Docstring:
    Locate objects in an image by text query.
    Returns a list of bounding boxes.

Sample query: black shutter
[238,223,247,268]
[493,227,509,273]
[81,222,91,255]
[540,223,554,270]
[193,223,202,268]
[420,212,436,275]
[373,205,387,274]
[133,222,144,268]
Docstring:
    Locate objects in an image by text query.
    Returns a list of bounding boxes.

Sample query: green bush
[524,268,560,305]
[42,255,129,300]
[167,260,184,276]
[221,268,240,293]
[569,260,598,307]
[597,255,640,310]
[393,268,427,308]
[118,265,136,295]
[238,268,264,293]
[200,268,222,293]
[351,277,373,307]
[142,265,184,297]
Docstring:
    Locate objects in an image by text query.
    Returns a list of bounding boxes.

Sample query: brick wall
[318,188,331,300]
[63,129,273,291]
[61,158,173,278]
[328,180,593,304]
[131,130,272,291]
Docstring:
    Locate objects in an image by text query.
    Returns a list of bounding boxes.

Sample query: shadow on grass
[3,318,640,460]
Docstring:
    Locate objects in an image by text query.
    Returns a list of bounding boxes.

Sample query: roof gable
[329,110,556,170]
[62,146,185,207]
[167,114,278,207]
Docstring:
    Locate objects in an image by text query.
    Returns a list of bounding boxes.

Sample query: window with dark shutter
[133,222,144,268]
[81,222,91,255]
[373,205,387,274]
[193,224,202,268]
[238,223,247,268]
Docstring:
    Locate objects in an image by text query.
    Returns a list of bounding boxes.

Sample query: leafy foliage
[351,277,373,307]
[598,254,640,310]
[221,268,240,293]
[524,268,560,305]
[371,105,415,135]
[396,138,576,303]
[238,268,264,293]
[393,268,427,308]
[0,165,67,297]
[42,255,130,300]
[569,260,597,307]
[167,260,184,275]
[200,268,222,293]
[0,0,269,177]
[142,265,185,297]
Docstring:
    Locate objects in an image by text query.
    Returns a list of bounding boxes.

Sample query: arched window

------------------------

#### Exercise prompt:
From the data above, pull out each line that contains the string "shutter" and copy it unchanged.

#### The reply:
Sample query: black shutter
Sample query: window with dark shutter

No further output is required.